**Textauszug**
^^^^^^^^
Ginge es allein darum, zielsicher konsumierbare Inhalte zu produzieren, hätten Maschinen gute Chancen, Menschen bald überflüssig zu machen. Im Moment aber macht die KI noch zu viele Fehler, um besser als der Mensch zu sein.

Falschaussagen und Rassismus

Was die technische Ausführung angeht, wird das Argument bald überholt sein. Die optischen Fehler von Anwendungen zur Bildgenerierung etwa, sogenannte KI-Halluzinationen, die heute noch für überschüssige Körperteile an überraschenden Stellen bekannt sind, werden schnell der Vergangenheit an­gehören. Was allerdings die inhaltliche Qualität betrifft, gewinnt das Argument an Relevanz. Besonders wenn es nicht um Inhalt als Selbstzweck geht, sondern darum, unabhängige Pressearbeit in einer demokratischen, vielfältigen Zukunft zu sichern, werden journalistische Grundsätze, Expertise, gründliche Recherche und Faktchecking sogar wichtiger denn je.

Der Grund: Generative Technologien machen es immer einfacher, falsche Tatsachen zu behaupten und mit großer Reichweite in Umlauf zu bringen. Auch das findet heute bereits statt: Immer wieder tauchen Bilder auf, die echt wirken, aber eben nicht etwas Geschehenes dokumentieren, sondern Ereignisse fingieren, um Aufsehen zu erregen. Oder auch, um politische Positionen zu legitimieren.

Nachfrage nach Qualitätsjournalismus

Im Textbereich halluzinieren ChatGPT & Co immer wieder Antworten, die völlig überzeugend formuliert sind, aber auf keinerlei Trainingsdaten beruhen und ­objektiv falsch sind. Das kann schnell problematisch werden. Selbst den leistungsstarken Large Language Models unterlaufen folgenschwere Fehler: Versuche der Organisation AlgorithmWatch zeigten im vergangenen Jahr, dass Gemini und ChatGPT zum Teil völlig falsche Aussagen zu Politiker*innen und deren Wahlprogrammen machten. Die Organisation kam sogar zu dem Schluss, dass die Chats als Informationsquelle für die damals anstehenden Wahlen nicht geeignet, sondern riskant seien.

Zudem reproduzieren KI-Systeme Vorurteile. Automatisch erstellte Bilder enthalten mehreren Studien zufolge häufig rassistische und sexistische Assoziationen, weil sie die Masse an verfügbaren Informationen im Netz nach dem Prinzip der Wahrscheinlichkeit auswerten, statt ethische Grundsätze zu befolgen.

Die Beispiele zeigen, dass menschliche journalistische Arbeit unerlässlich bleibt, um mit faktenbasierter, ausgewogener Berichterstattung Falschinformationen zu entgegnen. Diese Qualitätssicherung im Journalismus ist ein zentrales gewerkschaftliches Anliegen. Und Qualitätsjournalismus hat Zukunft. Besonders unter jüngeren Menschen, die sich vorrangig auf digitalen Plattformen informieren, steigt – mit sinkendem Vertrauen in die Sozialen Medien – die Nachfrage nach glaubwürdigen Quellen. Laut verschiedenen Studien wie aktuell der Shell Jugendstudie 2024 vertrauen sie dabei den Nachrichten der Öffentlich-Rechtlichen am meisten.
^^^^^^^^
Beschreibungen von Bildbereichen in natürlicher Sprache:

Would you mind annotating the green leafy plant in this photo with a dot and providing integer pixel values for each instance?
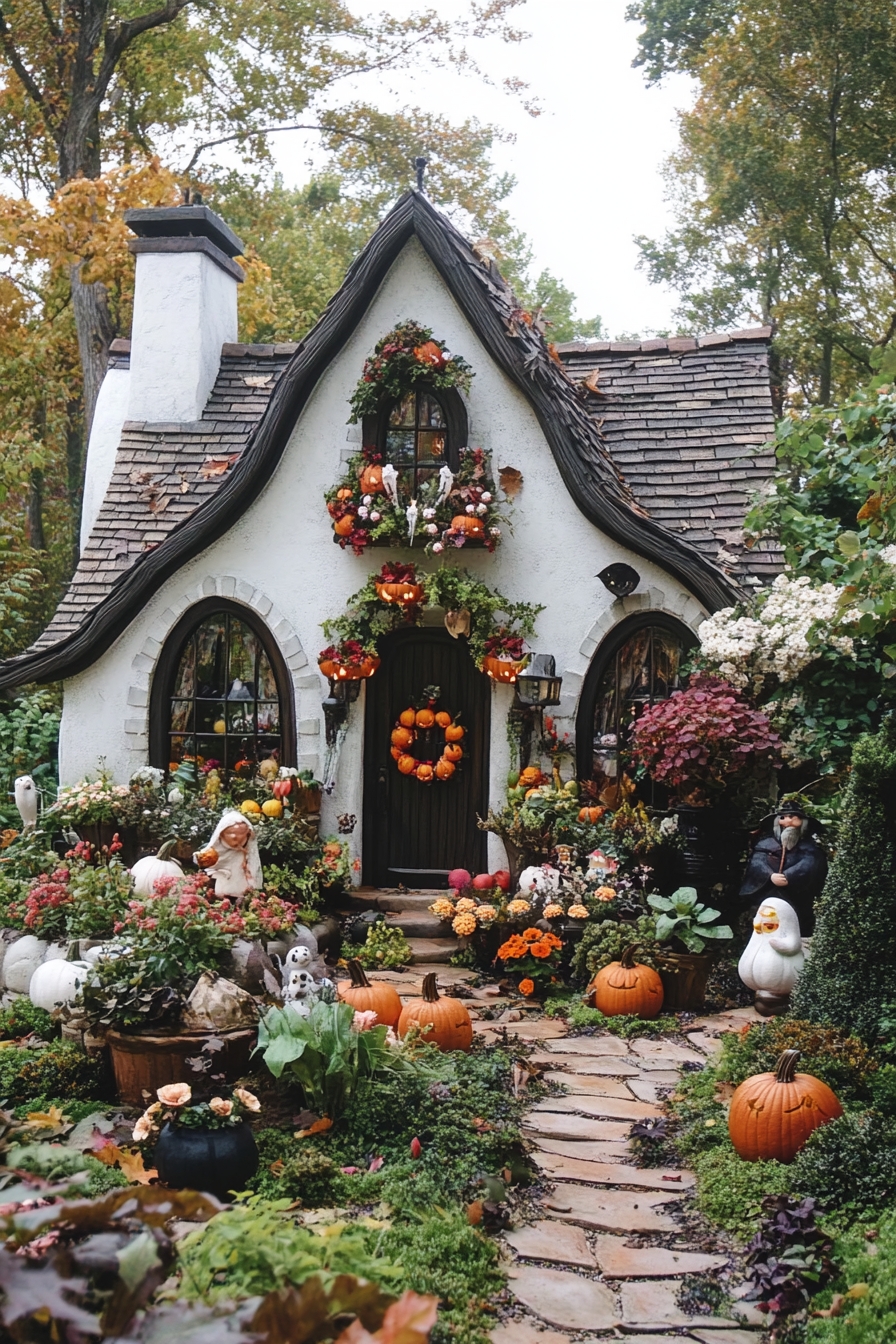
(683, 918)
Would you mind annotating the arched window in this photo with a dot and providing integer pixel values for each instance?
(634, 667)
(220, 692)
(422, 432)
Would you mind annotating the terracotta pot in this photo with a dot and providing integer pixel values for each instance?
(143, 1065)
(684, 980)
(215, 1161)
(501, 669)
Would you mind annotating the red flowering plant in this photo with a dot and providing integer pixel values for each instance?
(705, 741)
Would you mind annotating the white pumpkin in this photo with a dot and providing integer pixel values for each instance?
(20, 962)
(148, 871)
(57, 983)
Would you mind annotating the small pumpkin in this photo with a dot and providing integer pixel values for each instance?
(626, 989)
(366, 997)
(448, 1019)
(148, 871)
(591, 815)
(371, 480)
(771, 1116)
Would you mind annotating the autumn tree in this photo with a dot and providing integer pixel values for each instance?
(785, 179)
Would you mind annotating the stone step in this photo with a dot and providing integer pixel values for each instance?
(418, 925)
^^^^^^^^
**Zu erledigen**
Schreiben Sie aus dem Text über KI und Journalismus alles von „Was die technische“ bis hinunter zu „wichtiger denn je.“ wortgetreu ab. Die Einträge spielen hierfür keine Rolle.

**Lösung**
Was die technische Ausführung angeht, wird das Argument bald überholt sein. Die optischen Fehler von Anwendungen zur Bildgenerierung etwa, sogenannte KI-Halluzinationen, die heute noch für überschüssige Körperteile an überraschenden Stellen bekannt sind, werden schnell der Vergangenheit an­gehören. Was allerdings die inhaltliche Qualität betrifft, gewinnt das Argument an Relevanz. Besonders wenn es nicht um Inhalt als Selbstzweck geht, sondern darum, unabhängige Pressearbeit in einer demokratischen, vielfältigen Zukunft zu sichern, werden journalistische Grundsätze, Expertise, gründliche Recherche und Faktchecking sogar wichtiger denn je.